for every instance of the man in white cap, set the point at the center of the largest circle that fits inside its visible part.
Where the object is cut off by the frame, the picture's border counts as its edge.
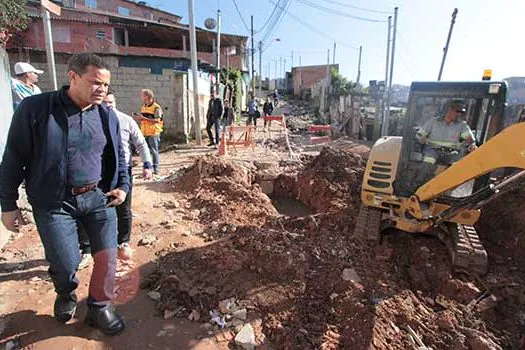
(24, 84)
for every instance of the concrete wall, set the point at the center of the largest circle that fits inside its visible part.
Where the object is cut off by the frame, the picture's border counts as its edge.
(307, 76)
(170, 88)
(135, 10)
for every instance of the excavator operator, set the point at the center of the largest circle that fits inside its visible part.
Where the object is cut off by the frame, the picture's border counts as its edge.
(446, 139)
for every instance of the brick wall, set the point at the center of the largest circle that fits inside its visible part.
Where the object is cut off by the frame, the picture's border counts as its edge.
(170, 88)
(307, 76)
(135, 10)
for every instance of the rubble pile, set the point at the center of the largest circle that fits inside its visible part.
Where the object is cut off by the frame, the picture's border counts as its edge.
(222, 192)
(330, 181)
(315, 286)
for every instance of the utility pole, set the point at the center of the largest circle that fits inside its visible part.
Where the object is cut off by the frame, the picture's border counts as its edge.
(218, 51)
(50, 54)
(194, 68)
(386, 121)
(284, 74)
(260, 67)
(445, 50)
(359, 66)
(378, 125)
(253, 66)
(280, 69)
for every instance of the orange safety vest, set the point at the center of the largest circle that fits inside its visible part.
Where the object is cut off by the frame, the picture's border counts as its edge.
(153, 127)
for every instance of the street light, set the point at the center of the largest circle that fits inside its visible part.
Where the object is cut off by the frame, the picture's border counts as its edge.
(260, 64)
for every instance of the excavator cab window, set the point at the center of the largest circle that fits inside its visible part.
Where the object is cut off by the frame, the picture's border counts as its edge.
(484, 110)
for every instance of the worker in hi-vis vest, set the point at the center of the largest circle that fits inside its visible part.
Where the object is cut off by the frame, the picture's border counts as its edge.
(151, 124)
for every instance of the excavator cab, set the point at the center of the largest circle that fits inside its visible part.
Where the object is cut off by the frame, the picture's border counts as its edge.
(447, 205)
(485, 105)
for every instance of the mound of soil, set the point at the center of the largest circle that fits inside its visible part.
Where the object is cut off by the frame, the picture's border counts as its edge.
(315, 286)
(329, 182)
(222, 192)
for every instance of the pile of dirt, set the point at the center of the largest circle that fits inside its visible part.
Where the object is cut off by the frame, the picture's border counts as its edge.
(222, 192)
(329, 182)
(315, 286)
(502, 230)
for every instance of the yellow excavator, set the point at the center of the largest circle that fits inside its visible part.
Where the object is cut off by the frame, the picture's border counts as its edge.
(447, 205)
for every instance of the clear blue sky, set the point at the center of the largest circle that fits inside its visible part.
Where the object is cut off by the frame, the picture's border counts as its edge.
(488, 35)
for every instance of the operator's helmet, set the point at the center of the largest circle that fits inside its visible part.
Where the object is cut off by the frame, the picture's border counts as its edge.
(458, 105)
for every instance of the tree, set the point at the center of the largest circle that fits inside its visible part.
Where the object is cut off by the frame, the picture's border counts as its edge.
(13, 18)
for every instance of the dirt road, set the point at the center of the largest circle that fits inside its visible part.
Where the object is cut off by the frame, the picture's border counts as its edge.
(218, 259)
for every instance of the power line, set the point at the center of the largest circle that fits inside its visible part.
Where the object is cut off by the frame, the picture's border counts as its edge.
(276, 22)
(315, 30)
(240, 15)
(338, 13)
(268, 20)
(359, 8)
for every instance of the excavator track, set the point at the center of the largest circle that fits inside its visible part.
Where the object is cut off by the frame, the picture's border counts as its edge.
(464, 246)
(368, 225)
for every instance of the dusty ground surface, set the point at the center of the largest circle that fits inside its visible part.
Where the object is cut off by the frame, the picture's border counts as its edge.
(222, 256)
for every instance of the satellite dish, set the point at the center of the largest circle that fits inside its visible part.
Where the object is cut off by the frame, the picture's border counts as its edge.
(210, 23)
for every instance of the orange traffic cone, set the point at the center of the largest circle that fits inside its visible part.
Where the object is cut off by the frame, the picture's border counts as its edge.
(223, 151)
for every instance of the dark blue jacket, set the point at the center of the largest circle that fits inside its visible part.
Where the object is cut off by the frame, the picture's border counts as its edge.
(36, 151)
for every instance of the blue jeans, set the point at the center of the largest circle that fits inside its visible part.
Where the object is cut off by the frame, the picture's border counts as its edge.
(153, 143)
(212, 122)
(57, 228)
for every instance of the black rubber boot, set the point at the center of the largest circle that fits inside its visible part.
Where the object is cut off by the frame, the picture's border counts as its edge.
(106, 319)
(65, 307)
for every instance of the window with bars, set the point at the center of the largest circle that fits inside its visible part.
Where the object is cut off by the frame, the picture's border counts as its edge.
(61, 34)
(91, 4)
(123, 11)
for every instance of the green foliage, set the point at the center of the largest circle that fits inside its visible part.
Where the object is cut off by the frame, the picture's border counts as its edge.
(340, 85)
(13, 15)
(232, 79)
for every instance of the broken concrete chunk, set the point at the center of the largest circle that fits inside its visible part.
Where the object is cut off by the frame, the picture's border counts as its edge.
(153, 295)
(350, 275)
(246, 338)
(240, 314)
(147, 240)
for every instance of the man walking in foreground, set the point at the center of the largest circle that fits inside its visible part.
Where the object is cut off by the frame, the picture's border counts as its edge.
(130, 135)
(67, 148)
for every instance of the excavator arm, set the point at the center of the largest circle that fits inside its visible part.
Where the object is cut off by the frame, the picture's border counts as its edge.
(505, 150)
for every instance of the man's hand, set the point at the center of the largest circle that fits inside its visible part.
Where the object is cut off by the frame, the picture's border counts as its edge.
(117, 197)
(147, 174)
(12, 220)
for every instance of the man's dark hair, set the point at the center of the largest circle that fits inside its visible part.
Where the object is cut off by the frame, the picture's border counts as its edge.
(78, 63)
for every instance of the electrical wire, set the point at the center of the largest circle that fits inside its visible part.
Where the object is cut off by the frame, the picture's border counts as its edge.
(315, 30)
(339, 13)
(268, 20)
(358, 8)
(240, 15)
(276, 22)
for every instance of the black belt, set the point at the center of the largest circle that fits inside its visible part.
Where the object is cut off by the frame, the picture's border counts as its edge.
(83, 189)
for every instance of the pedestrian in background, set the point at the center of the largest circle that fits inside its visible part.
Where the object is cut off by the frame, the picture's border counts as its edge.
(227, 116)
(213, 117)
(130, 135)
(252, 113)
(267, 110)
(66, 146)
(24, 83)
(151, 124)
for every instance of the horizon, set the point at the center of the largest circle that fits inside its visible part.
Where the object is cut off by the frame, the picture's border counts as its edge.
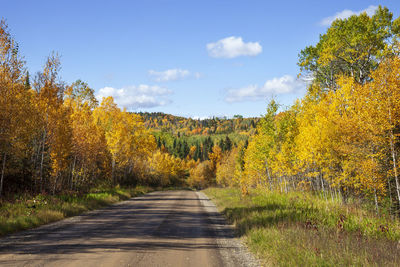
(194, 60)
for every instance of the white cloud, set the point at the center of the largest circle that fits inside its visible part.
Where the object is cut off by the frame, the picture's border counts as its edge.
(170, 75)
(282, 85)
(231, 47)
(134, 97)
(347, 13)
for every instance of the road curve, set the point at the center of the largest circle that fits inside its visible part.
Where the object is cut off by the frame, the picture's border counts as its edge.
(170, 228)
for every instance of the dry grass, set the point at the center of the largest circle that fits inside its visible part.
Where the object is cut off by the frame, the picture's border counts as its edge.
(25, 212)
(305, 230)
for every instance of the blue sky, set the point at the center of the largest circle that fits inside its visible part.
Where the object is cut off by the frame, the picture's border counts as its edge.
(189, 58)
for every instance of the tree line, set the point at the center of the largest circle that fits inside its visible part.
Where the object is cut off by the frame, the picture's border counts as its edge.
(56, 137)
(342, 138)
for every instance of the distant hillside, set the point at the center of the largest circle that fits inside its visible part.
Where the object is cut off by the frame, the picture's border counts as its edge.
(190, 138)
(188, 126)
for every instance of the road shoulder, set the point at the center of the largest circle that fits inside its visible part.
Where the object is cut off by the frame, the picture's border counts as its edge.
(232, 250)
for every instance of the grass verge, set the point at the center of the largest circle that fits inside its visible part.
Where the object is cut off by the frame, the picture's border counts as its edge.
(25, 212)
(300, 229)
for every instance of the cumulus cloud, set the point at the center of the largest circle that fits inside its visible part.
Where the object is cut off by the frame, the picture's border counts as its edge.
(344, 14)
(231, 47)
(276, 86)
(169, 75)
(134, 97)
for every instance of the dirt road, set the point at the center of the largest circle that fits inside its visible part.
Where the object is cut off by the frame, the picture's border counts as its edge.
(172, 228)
# # #
**THE TASK**
The answer must consist of each line from the data that includes the string "dark".

**ANSWER FOR THE TASK**
for every instance of the dark blue jacket, set the point at the center of the largest circle that fits inside its visible part.
for every instance of the man's dark hair, set the point at the center of the largest circle that fits inside its visible part.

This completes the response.